* begin DATA PROVIDED *

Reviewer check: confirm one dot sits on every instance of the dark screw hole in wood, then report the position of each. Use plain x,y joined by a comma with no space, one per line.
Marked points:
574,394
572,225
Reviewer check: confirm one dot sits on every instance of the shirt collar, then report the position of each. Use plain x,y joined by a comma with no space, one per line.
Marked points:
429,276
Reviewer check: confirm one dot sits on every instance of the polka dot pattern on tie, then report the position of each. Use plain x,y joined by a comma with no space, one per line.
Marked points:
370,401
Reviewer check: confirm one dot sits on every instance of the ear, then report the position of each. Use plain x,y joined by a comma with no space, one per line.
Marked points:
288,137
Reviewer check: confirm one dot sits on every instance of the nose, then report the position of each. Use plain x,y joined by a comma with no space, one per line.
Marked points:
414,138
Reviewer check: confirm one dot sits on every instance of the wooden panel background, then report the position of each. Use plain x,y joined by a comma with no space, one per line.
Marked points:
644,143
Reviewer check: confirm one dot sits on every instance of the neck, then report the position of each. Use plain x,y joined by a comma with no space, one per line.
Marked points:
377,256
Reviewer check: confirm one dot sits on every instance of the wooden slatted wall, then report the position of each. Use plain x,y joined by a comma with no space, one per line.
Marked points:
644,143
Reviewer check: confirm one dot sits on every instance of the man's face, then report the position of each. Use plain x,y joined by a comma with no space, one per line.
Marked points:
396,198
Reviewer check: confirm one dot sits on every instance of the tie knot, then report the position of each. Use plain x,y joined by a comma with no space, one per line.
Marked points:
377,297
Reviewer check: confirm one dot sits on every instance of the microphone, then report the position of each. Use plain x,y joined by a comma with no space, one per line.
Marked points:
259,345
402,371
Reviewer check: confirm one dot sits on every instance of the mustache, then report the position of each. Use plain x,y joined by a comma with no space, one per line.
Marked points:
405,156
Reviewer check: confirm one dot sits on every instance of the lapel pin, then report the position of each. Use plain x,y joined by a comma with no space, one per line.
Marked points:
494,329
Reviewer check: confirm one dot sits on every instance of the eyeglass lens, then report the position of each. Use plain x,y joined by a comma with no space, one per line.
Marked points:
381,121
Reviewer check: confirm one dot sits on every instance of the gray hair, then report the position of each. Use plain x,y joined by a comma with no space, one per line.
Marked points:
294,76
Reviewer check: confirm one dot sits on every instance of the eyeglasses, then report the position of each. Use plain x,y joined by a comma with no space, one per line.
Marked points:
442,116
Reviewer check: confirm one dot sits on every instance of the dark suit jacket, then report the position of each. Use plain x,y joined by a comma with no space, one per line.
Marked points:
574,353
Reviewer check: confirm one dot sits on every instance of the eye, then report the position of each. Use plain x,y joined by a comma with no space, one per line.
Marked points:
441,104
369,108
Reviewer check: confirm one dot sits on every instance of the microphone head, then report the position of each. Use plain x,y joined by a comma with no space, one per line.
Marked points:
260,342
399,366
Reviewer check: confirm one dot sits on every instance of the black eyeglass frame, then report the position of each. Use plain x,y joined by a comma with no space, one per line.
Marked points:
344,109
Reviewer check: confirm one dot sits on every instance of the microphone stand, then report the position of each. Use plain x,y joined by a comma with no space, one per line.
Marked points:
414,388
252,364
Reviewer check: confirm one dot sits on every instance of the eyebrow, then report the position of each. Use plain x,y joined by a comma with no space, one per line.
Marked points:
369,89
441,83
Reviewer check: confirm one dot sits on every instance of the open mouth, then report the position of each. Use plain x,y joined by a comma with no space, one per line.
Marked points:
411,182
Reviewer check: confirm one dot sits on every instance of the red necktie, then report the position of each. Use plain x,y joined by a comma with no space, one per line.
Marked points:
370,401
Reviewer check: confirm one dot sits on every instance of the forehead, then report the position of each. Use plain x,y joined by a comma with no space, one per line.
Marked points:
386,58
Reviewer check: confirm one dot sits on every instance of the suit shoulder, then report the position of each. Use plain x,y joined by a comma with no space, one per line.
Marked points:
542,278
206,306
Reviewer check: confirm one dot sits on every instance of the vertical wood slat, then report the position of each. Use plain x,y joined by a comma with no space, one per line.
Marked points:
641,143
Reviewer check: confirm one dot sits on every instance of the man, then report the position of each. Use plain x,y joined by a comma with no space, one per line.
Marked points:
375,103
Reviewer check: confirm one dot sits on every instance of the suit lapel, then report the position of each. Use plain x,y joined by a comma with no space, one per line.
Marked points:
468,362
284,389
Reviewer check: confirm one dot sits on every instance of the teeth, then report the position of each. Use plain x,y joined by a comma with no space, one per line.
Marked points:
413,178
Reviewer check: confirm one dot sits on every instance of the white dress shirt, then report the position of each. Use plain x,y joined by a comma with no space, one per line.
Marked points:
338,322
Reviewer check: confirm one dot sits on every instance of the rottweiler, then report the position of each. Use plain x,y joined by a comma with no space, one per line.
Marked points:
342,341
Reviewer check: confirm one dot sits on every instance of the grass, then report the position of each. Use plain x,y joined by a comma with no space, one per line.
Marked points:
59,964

* end DATA PROVIDED *

[STATED GOAL]:
Give every line of the records above as a JSON list of strings, one string per line, leaving out blank lines.

[SOLUTION FOR THIS EXERCISE]:
[
  "Reviewer check: confirm one dot sits on every instance of the dark screw hole in wood, then report the position of each. Use plain x,y joined by a comma with no space, one per line.",
  "Marked points:",
  "574,394",
  "572,225",
  "Reviewer check: confirm one dot sits on every instance of the shirt collar, then report the position of each. Use plain x,y joined by a comma with no space, one per line.",
  "Marked points:",
  "429,276",
  "Reviewer check: confirm one dot sits on every instance of the polka dot pattern on tie, then report the position of each. Use plain x,y joined by a comma with no space, one per line.",
  "Marked points:",
  "370,401",
  "Reviewer check: confirm one dot sits on every instance of the ear, then report the position of each. Use plain x,y joined by a comma with no space, one per line.",
  "Marked points:",
  "288,137",
  "Reviewer check: confirm one dot sits on every instance of the nose, then report the position of each. Use plain x,y joined by a comma with no space, one per line.",
  "Marked points:",
  "414,138",
  "Reviewer check: confirm one dot sits on every instance of the wooden panel background, then report the position of each. Use plain x,y joined by a comma with no space, one per line.",
  "Marked points:",
  "644,143",
  "Reviewer check: confirm one dot sits on every instance of the neck, then report the position of each. Use plain x,y joined by a comma with no space, one per line.",
  "Marked points:",
  "377,256",
  "Reviewer check: confirm one dot sits on every instance of the wooden slatted wall, then report the position of each. Use plain x,y joined by a comma with no space, one per line.",
  "Marked points:",
  "644,143",
  "Reviewer check: confirm one dot sits on every instance of the man's face, then report the position of each. Use plain x,y joined by a comma with no space, one per line.",
  "Marked points:",
  "396,198",
  "Reviewer check: confirm one dot sits on every instance of the tie knot, then report the position of each. Use plain x,y joined by a comma with no space, one per line.",
  "Marked points:",
  "377,297",
  "Reviewer check: confirm one dot sits on every instance of the microphone, then report the position of each. Use plain x,y joined by a comma with no space, one per line.",
  "Marked points:",
  "259,345",
  "402,371",
  "Reviewer check: confirm one dot sits on every instance of the mustache, then report the position of each. Use plain x,y joined by a comma with no space, one per line.",
  "Marked points:",
  "405,156",
  "Reviewer check: confirm one dot sits on every instance of the lapel pin, then report the position of each. Use plain x,y joined by a comma with no space, one per line.",
  "Marked points:",
  "494,329",
  "Reviewer check: confirm one dot sits on every instance of the eyeglass lens, then report the position of each. Use plain x,y joined by a comma with no space, one per line.",
  "Marked points:",
  "381,121",
  "Reviewer check: confirm one dot sits on every instance of the gray hair, then report the position of each. Use plain x,y joined by a comma with no space, one per line.",
  "Marked points:",
  "294,76",
  "Reviewer check: confirm one dot sits on every instance of the eyeglasses, then report the position of each. Use plain x,y joined by a comma with no space, one per line.",
  "Marked points:",
  "442,116",
  "Reviewer check: confirm one dot sits on every instance of the dark suit jacket, then report the position of each. Use plain x,y joined by a comma with no space, one per line.",
  "Marked points:",
  "574,353",
  "Reviewer check: confirm one dot sits on every instance of the eye, then report the position of each. Use plain x,y joined by a comma with no space, one per line.",
  "Marked points:",
  "441,104",
  "369,108",
  "Reviewer check: confirm one dot sits on every instance of the microphone head, then report the position of each. Use plain x,y joined by a comma with no space, one per line.",
  "Marked points:",
  "260,342",
  "399,366",
  "Reviewer check: confirm one dot sits on every instance of the black eyeglass frame, then report the position of each. Use plain x,y joined by a comma with no space, one per line.",
  "Marked points:",
  "344,109",
  "Reviewer check: confirm one dot sits on every instance of the microphone stand, then report the position of each. Use plain x,y joined by a comma with no space, one per line.",
  "Marked points:",
  "414,388",
  "252,364",
  "Reviewer check: confirm one dot sits on every instance of the eyebrow, then report the position of each. Use plain x,y joined by a comma with no space, one per line.",
  "Marked points:",
  "369,89",
  "441,83",
  "Reviewer check: confirm one dot sits on every instance of the open mouth, then report the position of each. Use plain x,y joined by a comma with no space, one per line.",
  "Marked points:",
  "411,182",
  "Reviewer check: confirm one dot sits on every instance of the red necktie, then report the position of each. Use plain x,y joined by a comma with no space, one per line.",
  "Marked points:",
  "370,401",
  "Reviewer check: confirm one dot sits on every instance of the forehead, then report the position of each. Use plain x,y joined by a comma with no space, one per line.",
  "Marked points:",
  "386,58",
  "Reviewer check: confirm one dot sits on every instance of the suit shoulder, then report the position of each. Use plain x,y joined by a comma with no space, one per line.",
  "Marked points:",
  "542,278",
  "206,306",
  "Reviewer check: confirm one dot sits on every instance of the vertical wood slat, then report the position of each. Use plain x,y joined by a comma with no space, one per line.",
  "Marked points:",
  "641,143",
  "Reviewer check: confirm one dot sits on every instance of the man, then report the position of each. Use plain x,y joined by a comma with no space, one per line.",
  "Marked points:",
  "375,103",
  "Reviewer check: confirm one dot sits on every instance of the suit lapel, then report the position of each. Use plain x,y joined by a comma with no space, one per line.",
  "Marked points:",
  "468,362",
  "284,389",
  "Reviewer check: confirm one dot sits on every instance of the teeth, then report the position of each. Use plain x,y joined by a comma with no space, one per line.",
  "Marked points:",
  "413,178",
  "Reviewer check: confirm one dot sits on every instance of the white dress shirt, then report the position of each. Use plain x,y joined by a comma with no space, one per line.",
  "Marked points:",
  "338,322",
  "Reviewer check: confirm one dot sits on every instance of the rottweiler, then report the position of each. Use plain x,y joined by a comma with no space, one per line.",
  "Marked points:",
  "342,341",
  "Reviewer check: confirm one dot sits on every instance of the grass, then report the position of each. Use plain x,y joined by a comma with no space, one per line.",
  "Marked points:",
  "59,964"
]